## ASSIGNED TASK
Output exactly the lines from the one with "Per instance of the green" to the close of the records below, first and last included.

## RECORDS FOR THE EXERCISE
━━━━━━━━━━━━━━━━━━━━
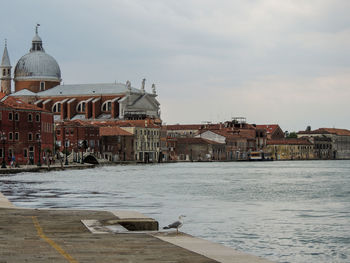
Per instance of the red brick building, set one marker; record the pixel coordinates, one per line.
(27, 131)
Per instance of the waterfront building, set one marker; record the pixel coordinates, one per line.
(290, 149)
(37, 79)
(340, 141)
(27, 131)
(183, 130)
(117, 144)
(199, 149)
(77, 136)
(5, 72)
(273, 131)
(146, 139)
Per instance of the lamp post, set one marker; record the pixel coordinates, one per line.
(3, 139)
(65, 150)
(39, 149)
(78, 152)
(82, 152)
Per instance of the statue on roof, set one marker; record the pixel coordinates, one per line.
(128, 85)
(143, 85)
(154, 89)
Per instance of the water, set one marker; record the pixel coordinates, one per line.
(284, 211)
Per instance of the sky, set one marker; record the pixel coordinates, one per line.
(271, 61)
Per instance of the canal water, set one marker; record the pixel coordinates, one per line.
(292, 211)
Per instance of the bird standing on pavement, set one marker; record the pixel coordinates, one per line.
(176, 224)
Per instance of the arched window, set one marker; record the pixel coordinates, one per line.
(56, 107)
(81, 106)
(107, 106)
(42, 86)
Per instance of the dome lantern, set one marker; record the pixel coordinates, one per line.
(37, 70)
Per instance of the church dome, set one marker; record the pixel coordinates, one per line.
(37, 65)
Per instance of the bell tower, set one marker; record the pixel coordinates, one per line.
(5, 72)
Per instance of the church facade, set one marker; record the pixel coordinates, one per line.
(37, 80)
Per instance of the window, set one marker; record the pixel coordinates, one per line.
(107, 106)
(42, 86)
(81, 106)
(56, 107)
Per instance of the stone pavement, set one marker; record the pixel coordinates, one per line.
(57, 235)
(28, 235)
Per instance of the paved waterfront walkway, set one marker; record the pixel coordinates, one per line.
(43, 168)
(49, 235)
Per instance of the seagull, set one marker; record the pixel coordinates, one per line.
(176, 224)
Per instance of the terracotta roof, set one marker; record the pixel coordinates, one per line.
(176, 127)
(230, 133)
(113, 131)
(17, 103)
(195, 141)
(270, 128)
(289, 142)
(336, 131)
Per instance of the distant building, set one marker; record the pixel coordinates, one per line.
(273, 131)
(290, 149)
(183, 130)
(199, 149)
(340, 140)
(27, 131)
(37, 78)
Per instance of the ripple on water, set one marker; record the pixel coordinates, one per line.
(284, 211)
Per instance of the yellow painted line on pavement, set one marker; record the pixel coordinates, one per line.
(51, 242)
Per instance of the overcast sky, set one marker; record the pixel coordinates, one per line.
(271, 61)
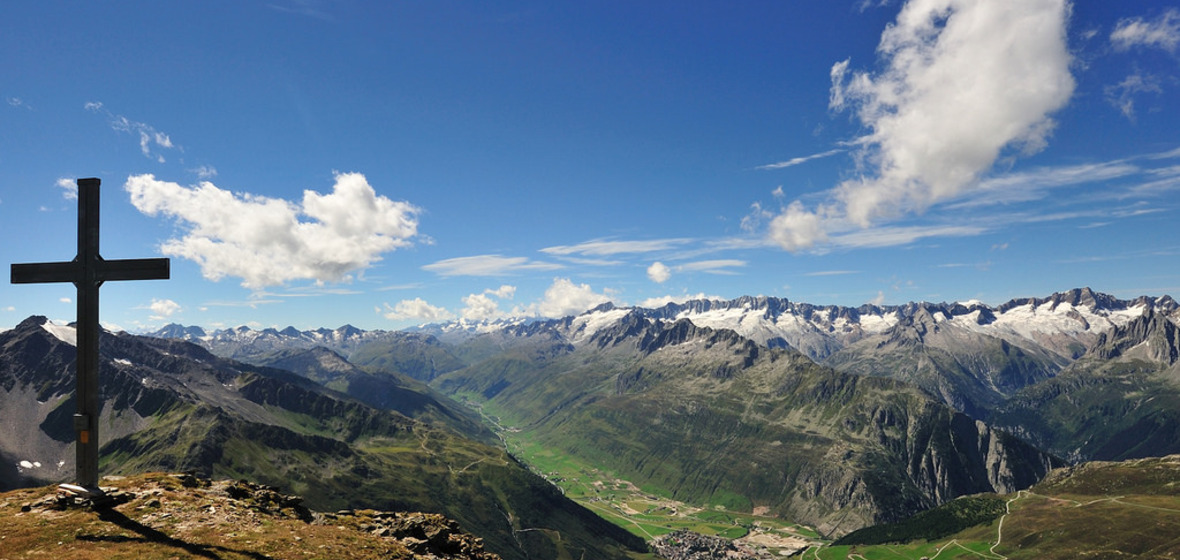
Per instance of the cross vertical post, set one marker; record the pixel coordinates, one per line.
(87, 271)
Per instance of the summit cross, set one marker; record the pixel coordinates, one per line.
(87, 271)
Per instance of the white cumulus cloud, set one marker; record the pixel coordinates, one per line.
(485, 307)
(962, 81)
(163, 308)
(69, 186)
(269, 241)
(659, 272)
(564, 298)
(415, 309)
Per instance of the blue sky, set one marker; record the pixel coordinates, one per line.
(387, 164)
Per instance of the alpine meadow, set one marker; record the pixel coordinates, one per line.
(566, 281)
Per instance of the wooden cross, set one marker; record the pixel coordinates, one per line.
(87, 271)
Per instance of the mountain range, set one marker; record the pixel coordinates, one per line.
(837, 417)
(172, 406)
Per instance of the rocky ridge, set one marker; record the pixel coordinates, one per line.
(179, 512)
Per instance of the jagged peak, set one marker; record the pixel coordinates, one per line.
(1154, 333)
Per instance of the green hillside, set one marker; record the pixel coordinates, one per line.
(1101, 509)
(710, 419)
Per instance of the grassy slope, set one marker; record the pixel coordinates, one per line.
(1128, 509)
(172, 516)
(715, 421)
(343, 455)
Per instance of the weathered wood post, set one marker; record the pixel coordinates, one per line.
(87, 271)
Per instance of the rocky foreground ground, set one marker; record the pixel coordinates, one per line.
━━━━━━━━━━━━━━━━━━━━
## THE COMPLETED TASK
Per instance of the green hillside, set one marker; record the pixel coordinates, one per line.
(1101, 509)
(710, 419)
Per instance of the grassy slope, set one marker; record the pixel coordinates, one per line.
(1128, 509)
(172, 516)
(715, 421)
(343, 455)
Per instance of the weathered wood post, set one marker; record the pixel coordinates, one per line.
(87, 271)
Per instance of the rocky foreground ground, set one marker; record the pixel coordinates, one per line.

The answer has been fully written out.